-- start of Material shown --

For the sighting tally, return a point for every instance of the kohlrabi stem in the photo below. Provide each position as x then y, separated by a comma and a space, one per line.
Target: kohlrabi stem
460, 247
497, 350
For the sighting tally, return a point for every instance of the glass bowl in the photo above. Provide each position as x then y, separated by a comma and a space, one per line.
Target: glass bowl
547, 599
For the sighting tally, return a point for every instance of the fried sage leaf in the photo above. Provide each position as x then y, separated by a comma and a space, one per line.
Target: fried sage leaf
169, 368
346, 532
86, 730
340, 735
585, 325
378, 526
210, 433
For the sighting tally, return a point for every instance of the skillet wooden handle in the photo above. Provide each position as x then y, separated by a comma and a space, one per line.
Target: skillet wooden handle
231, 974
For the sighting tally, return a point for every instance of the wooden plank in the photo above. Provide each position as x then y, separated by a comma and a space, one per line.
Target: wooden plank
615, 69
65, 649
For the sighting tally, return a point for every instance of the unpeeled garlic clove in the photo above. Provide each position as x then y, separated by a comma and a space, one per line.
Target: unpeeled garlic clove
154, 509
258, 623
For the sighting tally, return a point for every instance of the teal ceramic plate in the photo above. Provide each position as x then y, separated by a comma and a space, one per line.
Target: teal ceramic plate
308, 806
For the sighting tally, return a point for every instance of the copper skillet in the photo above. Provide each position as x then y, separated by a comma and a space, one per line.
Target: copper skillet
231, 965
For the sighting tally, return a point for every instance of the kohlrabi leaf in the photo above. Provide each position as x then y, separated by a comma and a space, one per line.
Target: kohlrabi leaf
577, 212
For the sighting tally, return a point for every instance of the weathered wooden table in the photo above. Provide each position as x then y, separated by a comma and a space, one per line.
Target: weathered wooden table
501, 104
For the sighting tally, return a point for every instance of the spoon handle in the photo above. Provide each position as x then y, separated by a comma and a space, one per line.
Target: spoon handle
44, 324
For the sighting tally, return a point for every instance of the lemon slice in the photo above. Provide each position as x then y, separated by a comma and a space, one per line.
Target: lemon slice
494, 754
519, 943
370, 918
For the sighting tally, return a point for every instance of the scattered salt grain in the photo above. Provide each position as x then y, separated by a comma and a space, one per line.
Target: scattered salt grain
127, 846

-- end of Material shown --

What you will do: Can you format the lines from the one containing "of the scattered" through the end of the material as a JSON list of strings, with one string per line and any blank lines omitted?

Written response:
[
  "For the sighting tally, return a point for every instance of the scattered salt grain in the photo above. Provide each position as x then y, separated by a comma and a space, one per line.",
  "Target: scattered salt grain",
  "127, 846"
]